▶ [TEXT PASSAGE]

This is somewhat surprising, the hash table got larger after all. Cachemisses 
went down probably due to less chain-walking reducing the effective working set 
size of git gc.

So oversizing the hash seems to works well for git gc. I tried a 4x and 8x 
oversizing as well, it was an improvement but 16x clearly beats it. Larger
than 16x seems like overkill.

I guess the hash function itself is as good as it gets:

 static unsigned int hashtable_index(const unsigned char *sha1)
 {
         unsigned int i;
         memcpy(&i, sha1, sizeof(unsigned int));
         return i % obj_hash_size;
 }

as sha1's ought to be fairly well distributed. The problem i suspect is that 
even with perfectly random distribution of the hash, there will always be 
second, third and higher order chains, which get more and more expensive to 
walk. So a 2x sized hash table becomes overcrowded.

Thanks,

	Ingo

Signed-off-by: Ingo Molnar <mingo@xxxxxxx>

diff --git a/object.c b/object.c
index 7e1f2bb..b3fe485 100644
--- a/object.c
+++ b/object.c
@@ -91,7 +91,7 @@ struct object *lookup_object(const unsigned char *sha1)

(Point annotation records)

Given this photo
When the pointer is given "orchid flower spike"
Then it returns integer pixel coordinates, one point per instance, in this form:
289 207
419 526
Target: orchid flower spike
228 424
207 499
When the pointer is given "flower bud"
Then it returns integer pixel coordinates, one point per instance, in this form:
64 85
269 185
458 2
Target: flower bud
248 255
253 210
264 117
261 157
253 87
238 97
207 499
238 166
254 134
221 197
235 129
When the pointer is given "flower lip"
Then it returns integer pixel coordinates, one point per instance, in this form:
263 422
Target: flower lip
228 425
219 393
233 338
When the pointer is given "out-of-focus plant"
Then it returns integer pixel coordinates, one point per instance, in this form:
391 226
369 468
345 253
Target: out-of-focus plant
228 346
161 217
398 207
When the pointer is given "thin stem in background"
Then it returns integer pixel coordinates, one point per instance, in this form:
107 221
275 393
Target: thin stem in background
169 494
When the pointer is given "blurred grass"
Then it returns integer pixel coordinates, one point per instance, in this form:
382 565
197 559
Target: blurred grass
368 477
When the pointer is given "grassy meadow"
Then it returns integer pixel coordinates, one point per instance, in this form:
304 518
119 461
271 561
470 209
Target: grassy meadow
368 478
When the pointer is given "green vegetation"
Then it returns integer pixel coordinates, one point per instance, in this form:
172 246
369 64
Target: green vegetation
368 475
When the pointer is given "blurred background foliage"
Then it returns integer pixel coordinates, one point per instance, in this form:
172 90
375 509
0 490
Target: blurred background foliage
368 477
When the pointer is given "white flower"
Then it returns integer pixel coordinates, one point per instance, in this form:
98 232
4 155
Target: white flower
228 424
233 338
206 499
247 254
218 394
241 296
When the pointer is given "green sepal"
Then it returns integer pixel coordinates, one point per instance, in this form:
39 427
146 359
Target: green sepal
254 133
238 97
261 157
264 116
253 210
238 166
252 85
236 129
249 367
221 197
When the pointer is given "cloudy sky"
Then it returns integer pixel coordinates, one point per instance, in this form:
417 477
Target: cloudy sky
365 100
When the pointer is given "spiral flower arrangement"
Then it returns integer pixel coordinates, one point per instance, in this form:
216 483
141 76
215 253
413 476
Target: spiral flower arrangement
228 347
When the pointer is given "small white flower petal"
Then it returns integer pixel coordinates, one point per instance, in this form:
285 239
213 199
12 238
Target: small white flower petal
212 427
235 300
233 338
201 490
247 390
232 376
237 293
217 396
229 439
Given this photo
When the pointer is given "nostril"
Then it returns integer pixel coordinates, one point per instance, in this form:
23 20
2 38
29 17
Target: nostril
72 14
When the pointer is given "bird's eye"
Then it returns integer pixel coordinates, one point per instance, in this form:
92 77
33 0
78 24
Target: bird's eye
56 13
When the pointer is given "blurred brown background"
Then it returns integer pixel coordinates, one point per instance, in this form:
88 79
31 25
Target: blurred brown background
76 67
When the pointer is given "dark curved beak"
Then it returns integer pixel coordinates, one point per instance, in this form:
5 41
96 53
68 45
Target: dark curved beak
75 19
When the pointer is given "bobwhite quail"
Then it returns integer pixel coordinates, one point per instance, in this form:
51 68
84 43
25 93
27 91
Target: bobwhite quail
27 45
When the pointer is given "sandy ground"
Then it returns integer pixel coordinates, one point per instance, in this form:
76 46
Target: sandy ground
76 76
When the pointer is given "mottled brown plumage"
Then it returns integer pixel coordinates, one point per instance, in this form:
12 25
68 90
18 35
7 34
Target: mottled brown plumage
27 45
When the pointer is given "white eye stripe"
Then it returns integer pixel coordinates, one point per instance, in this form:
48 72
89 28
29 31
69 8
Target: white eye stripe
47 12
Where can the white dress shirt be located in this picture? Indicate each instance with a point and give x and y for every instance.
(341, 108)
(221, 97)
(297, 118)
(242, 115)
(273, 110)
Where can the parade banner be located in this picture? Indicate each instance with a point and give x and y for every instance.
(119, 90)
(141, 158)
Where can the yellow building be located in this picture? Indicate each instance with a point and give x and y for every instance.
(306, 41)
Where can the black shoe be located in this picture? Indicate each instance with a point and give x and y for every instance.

▶ [SET TASK 1] In the git hash table message, which oversizing factor clearly beat the 4x and 8x attempts?
▶ [SET TASK 2] Duplicate everything in the git hash table message from "This is somewhat" down to "size of git gc.".

▶ [CORRECT OUTPUT 1] 16x oversizing

▶ [CORRECT OUTPUT 2]
This is somewhat surprising, the hash table got larger after all. Cachemisses 
went down probably due to less chain-walking reducing the effective working set 
size of git gc.